(Records drawn from a dataset)
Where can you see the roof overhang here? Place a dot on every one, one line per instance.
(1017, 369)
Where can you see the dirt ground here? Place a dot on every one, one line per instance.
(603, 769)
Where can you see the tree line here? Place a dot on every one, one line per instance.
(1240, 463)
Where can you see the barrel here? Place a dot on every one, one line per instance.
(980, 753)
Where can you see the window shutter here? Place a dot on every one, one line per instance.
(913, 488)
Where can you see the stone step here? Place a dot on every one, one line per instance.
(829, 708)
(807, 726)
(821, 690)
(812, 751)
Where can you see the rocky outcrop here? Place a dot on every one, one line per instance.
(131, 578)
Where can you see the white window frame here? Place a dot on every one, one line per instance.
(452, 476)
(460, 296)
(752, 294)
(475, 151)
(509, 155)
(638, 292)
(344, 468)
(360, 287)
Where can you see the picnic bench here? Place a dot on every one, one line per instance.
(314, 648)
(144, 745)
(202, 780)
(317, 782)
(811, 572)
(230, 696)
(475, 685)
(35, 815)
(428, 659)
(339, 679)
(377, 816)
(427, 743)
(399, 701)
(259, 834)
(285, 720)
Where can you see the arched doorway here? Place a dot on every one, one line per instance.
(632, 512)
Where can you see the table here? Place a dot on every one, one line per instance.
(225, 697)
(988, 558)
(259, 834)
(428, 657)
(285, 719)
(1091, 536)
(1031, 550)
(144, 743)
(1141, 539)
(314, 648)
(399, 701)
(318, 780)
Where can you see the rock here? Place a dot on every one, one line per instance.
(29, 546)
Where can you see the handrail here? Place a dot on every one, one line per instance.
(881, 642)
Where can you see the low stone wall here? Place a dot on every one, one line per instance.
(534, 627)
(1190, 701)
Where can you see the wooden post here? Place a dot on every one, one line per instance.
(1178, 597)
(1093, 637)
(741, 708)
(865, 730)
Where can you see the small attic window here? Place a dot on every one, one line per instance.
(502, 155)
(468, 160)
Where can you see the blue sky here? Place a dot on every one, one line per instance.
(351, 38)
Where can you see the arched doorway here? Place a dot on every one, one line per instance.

(Problem description) Starting with the line that contains "Where can you see the window", restate every line up to and including the last one above, exactly.

(Response)
Where can you see the window shutter here? Place a dot on every one, one line per instance.
(913, 488)
Where can you see the stone step here? Place a dot on every one, one line per instance.
(829, 708)
(807, 726)
(821, 690)
(812, 751)
Where can you see the rocky outcrop here? Place a dot on every one, one line per instance.
(131, 578)
Where can you see the white window frame here? Place a dot on every one, one line per instance.
(452, 476)
(460, 296)
(752, 294)
(475, 151)
(509, 155)
(638, 292)
(344, 468)
(360, 287)
Where can you see the picnic bench here? Place a dot on every one, one line per instance.
(314, 648)
(144, 745)
(202, 780)
(317, 782)
(811, 572)
(230, 696)
(475, 685)
(35, 815)
(428, 659)
(339, 679)
(377, 816)
(427, 743)
(399, 701)
(259, 834)
(285, 720)
Where can you see the arched doorway here? Place a dot on every one, one line per instance.
(632, 512)
Where can you see the table here? Place a dot on every one, one line per instance.
(225, 697)
(988, 558)
(259, 834)
(428, 657)
(285, 719)
(1091, 536)
(1031, 550)
(144, 743)
(1141, 539)
(314, 648)
(399, 701)
(318, 780)
Where can you see the rock here? Place a dot on every one, one line per instance.
(29, 546)
Where can you see the handrail here? Place a dot on every one, one line per instance.
(881, 642)
Where can you see the low stone wall here? Place a dot on every one, one line per instance.
(534, 627)
(1190, 701)
Where can you see the wooden post here? Place a dot on every one, one line per instance.
(1178, 597)
(1093, 637)
(741, 708)
(865, 730)
Where can you see the small attic window here? Place a dot on every one, one line per instance.
(502, 155)
(468, 160)
Where can you see the blue sky here? Place a dot on every one, one line per instance.
(351, 38)
Where can you see the arched doorway here? Place a dot on every one, one line per instance.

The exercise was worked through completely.